» **Exercise requirements**
Update the material below so that every "locate_point" reads "mark_point" and everything else stays unchanged. Leave the pictures out of your answer.

» **Data section**
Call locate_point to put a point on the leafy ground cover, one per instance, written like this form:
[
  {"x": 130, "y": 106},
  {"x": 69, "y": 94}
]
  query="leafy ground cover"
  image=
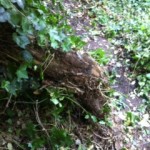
[
  {"x": 117, "y": 28},
  {"x": 121, "y": 23}
]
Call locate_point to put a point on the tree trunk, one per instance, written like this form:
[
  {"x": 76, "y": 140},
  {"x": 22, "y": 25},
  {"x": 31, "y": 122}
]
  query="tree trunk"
[{"x": 74, "y": 71}]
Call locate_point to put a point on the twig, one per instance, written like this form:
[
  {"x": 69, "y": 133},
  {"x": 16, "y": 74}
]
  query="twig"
[
  {"x": 8, "y": 102},
  {"x": 40, "y": 122}
]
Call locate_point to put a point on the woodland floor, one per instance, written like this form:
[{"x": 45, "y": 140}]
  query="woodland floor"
[
  {"x": 82, "y": 25},
  {"x": 100, "y": 139}
]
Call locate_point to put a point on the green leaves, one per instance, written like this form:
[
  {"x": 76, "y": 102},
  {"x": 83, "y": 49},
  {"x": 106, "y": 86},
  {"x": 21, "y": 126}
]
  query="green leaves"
[
  {"x": 21, "y": 40},
  {"x": 20, "y": 3},
  {"x": 100, "y": 56},
  {"x": 4, "y": 15},
  {"x": 22, "y": 72}
]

» **Correct result**
Call mark_point to put a point on the leafy ground cover, one per instance, written like this form:
[
  {"x": 130, "y": 106},
  {"x": 69, "y": 94}
]
  query="leafy ground cover"
  image=
[
  {"x": 117, "y": 28},
  {"x": 121, "y": 23}
]
Call mark_point to put a point on the tree trunk, one per instance, written like this form:
[
  {"x": 76, "y": 140},
  {"x": 22, "y": 25},
  {"x": 31, "y": 122}
]
  query="tree trunk"
[{"x": 74, "y": 71}]
Call mark_point to put a point on the twig, one per instance, written like this form:
[
  {"x": 69, "y": 133},
  {"x": 16, "y": 74}
]
  query="twig"
[
  {"x": 8, "y": 102},
  {"x": 40, "y": 122}
]
Call mark_point to put a point on the woodland floor, one per instance, written like this form:
[{"x": 45, "y": 140}]
  query="woodland floor"
[
  {"x": 82, "y": 25},
  {"x": 100, "y": 139}
]
Call mark_point to put a point on the green leaves, one per instance, written like this form:
[
  {"x": 76, "y": 102},
  {"x": 83, "y": 49},
  {"x": 106, "y": 86},
  {"x": 21, "y": 126}
]
  query="green leaves"
[
  {"x": 21, "y": 40},
  {"x": 20, "y": 3},
  {"x": 100, "y": 56},
  {"x": 4, "y": 15},
  {"x": 22, "y": 72}
]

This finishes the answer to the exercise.